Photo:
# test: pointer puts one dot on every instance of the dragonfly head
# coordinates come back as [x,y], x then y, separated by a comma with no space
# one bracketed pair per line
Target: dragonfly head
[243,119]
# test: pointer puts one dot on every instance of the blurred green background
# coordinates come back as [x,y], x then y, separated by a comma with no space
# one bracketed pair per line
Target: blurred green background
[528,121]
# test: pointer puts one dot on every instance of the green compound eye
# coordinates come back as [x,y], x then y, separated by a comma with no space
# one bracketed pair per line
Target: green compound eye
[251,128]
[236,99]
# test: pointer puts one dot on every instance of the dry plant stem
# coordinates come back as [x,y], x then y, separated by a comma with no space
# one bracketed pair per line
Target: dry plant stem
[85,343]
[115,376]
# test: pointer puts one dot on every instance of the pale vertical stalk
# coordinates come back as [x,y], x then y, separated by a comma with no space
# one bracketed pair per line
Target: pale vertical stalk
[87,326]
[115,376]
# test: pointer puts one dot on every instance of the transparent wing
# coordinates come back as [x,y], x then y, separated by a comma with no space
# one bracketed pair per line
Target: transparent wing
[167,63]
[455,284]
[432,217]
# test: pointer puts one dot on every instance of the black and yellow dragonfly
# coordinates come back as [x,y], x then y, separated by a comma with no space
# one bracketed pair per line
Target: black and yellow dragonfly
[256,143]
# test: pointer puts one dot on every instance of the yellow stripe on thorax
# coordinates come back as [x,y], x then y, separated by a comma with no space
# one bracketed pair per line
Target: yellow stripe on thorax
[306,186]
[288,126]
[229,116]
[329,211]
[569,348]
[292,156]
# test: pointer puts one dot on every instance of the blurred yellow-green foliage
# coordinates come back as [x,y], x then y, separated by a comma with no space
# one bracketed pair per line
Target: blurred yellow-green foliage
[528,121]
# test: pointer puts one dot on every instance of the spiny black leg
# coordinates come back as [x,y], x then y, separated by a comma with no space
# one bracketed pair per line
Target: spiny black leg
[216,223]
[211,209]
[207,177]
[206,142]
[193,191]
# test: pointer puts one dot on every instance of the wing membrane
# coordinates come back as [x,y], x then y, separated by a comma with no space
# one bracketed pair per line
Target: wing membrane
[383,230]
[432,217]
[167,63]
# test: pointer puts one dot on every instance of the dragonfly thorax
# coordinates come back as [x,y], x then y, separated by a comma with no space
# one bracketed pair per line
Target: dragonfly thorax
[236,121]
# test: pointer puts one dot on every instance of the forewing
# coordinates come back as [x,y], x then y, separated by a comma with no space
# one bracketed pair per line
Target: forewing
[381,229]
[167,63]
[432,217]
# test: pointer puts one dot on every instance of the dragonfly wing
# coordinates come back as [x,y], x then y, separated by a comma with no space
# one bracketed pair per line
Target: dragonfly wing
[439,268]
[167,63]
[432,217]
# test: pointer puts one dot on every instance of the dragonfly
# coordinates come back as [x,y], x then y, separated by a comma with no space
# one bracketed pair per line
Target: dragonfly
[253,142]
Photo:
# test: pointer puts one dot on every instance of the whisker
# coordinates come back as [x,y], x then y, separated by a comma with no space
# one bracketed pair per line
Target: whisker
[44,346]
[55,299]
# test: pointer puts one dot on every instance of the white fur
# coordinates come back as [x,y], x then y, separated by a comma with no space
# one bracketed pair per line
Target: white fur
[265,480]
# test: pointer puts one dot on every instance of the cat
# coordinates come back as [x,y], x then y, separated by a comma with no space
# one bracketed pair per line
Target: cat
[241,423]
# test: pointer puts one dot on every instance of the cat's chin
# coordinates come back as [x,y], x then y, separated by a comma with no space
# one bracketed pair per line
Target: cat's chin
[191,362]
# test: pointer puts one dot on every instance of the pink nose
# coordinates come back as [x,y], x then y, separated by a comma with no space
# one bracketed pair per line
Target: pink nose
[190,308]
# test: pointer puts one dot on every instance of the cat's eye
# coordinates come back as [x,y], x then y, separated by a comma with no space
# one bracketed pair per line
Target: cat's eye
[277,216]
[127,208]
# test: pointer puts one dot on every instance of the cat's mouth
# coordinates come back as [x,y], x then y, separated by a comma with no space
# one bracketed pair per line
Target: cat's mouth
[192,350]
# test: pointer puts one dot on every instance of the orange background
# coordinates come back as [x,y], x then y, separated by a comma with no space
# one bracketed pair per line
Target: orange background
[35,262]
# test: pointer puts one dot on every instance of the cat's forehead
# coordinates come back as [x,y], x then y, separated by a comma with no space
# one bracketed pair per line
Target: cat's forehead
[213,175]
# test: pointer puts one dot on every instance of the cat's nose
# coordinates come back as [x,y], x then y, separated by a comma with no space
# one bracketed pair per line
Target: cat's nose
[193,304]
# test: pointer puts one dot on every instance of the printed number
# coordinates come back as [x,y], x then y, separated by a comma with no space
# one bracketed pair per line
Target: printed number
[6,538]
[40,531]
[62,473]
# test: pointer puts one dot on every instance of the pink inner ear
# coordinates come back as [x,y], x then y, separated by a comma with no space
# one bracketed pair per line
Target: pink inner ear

EXERCISE:
Repeat each line above exactly as written.

ANSWER TO THIS EXERCISE:
Photo:
# test: pointer puts one dot on every instance of the dragonfly head
# coordinates come back as [x,y], x then y, separated by a comma with no space
# one bracketed pair per line
Target: dragonfly head
[243,119]
# test: pointer puts one dot on every instance of the blurred green background
# coordinates come back as [x,y], x then y, separated by a comma with no space
# one bracketed pair per line
Target: blurred green background
[528,121]
# test: pointer puts one dot on every instance of the green compound eye
# coordinates come back as [x,y], x then y, separated by a comma with no space
# one bracketed pair per line
Target: green compound eye
[251,128]
[236,99]
# test: pointer puts one dot on every instance of the dry plant stem
# coordinates come back as [x,y], x then y, separated by a comma with no space
# one bracketed pair per line
Target: dry plant stem
[85,343]
[115,376]
# test: pointer puts one dot on every instance of the pale vertical stalk
# coordinates come back as [x,y], x then y, separated by a comma with no space
# one bracketed pair per line
Target: pale vertical stalk
[87,326]
[115,376]
# test: pointer puts one dot on every instance of the transparent wing
# coordinates come back as [x,y], x then y, separated by a comma with no space
# one bracketed pair per line
Target: transparent wing
[167,63]
[455,284]
[432,217]
# test: pointer puts one dot on every instance of the black and yellow dragonfly
# coordinates come back as [x,y], x then y, separated by a comma with no space
# one bracketed pair per line
Target: black and yellow dragonfly
[256,143]
# test: pointer puts one dot on every instance of the yellow stripe on thorax
# coordinates come back as [x,y], x then y, separated by a comma with no space
# one bracketed pair per line
Target: yellow stripe on thorax
[306,186]
[288,126]
[229,116]
[329,211]
[569,348]
[292,156]
# test: pointer puts one dot on every instance of the blurred yellow-green foliage
# coordinates come back as [x,y], x then y, separated by a comma with no space
# one bracketed pair per line
Target: blurred yellow-green foliage
[528,121]
# test: pointer puts one dot on every instance of the spiny black leg
# coordinates come back as [x,y], x then y, separated by a comma with no space
# one bracketed pair per line
Target: spiny black leg
[216,223]
[211,209]
[207,177]
[206,142]
[193,191]
# test: pointer puts one dot on every instance of the wing membrane
# coordinates come back as [x,y], x then y, separated by a comma with no space
# one bracketed pair per line
Target: wing membrane
[383,230]
[432,217]
[167,63]
# test: pointer puts one dot on every instance of the dragonfly thorax
# coordinates come back as [x,y], x then y, separated by a comma with no space
# one bracketed pair per line
Target: dragonfly thorax
[236,121]
# test: pointer puts one dot on every instance of the forewing
# coordinates come back as [x,y], x then y, separated by a comma with no space
# one bracketed pair per line
Target: forewing
[381,229]
[167,63]
[432,217]
# test: pointer puts one dot on every instance of the dragonfly wing
# coordinates come back as [x,y], x then y, separated by a comma with no space
# one bracketed pair per line
Target: dragonfly wing
[439,268]
[167,63]
[432,217]
# test: pointer puts one dot on every instance of the dragonfly
# coordinates come back as [x,y], x then y, separated by a comma with no space
# one bracketed pair per line
Target: dragonfly
[253,142]
Photo:
# test: pointer puts one dot on every instance of the whisker
# coordinates come back as [x,y], x then y, separated by a comma with no space
# one bracketed pair per line
Target: whisker
[44,346]
[55,299]
# test: pointer puts one dot on every instance of the white fur
# coordinates come back as [x,y], x then y, separated by a comma with no space
# one bracketed pair per line
Target: white fur
[265,480]
# test: pointer puts one dot on every instance of the cat
# coordinates come back as [x,y], x then y, separated by a comma with no space
# one bracketed pair per line
Target: cat
[241,423]
# test: pointer puts one dot on every instance of the cat's chin
# coordinates come back as [x,y], x then y, separated by a comma with no space
# one bracketed pair per line
Target: cat's chin
[191,362]
# test: pointer puts one dot on every instance of the pink nose
# coordinates come back as [x,y], x then y, separated by a comma with no space
# one bracketed pair per line
Target: pink nose
[190,308]
# test: pointer puts one dot on every instance of the cat's eye
# coordinates come back as [x,y], x then y, separated by a comma with no space
# one bracketed pair per line
Target: cat's eye
[277,216]
[127,208]
# test: pointer puts one dot on every instance of the cat's mouth
# coordinates come back as [x,y], x then y, separated by a comma with no space
# one bracketed pair per line
Target: cat's mouth
[192,350]
# test: pointer puts one dot on every instance of the orange background
# coordinates come back as [x,y], x then y, separated by a comma with no space
# one bracketed pair per line
Target: orange background
[35,262]
# test: pointer puts one dot on every instance of the cat's forehead
# coordinates come back as [x,y], x then y, separated by a comma with no space
# one bracketed pair per line
Target: cat's forehead
[213,175]
# test: pointer puts one dot on every instance of the cat's nose
# coordinates come back as [x,y], x then y, separated by a comma with no space
# one bracketed pair per line
Target: cat's nose
[193,304]
# test: pointer puts one dot on every instance of the printed number
# coordinates come back as [x,y], x then y, separated by a comma with no space
# one bracketed pair per line
Target: printed number
[6,538]
[40,531]
[62,473]
# test: pointer puts one dot on every instance of the pink inner ear
# coordinates come back as [x,y], x then y, separated by a comma with no space
# one bracketed pair per line
Target: pink inner ear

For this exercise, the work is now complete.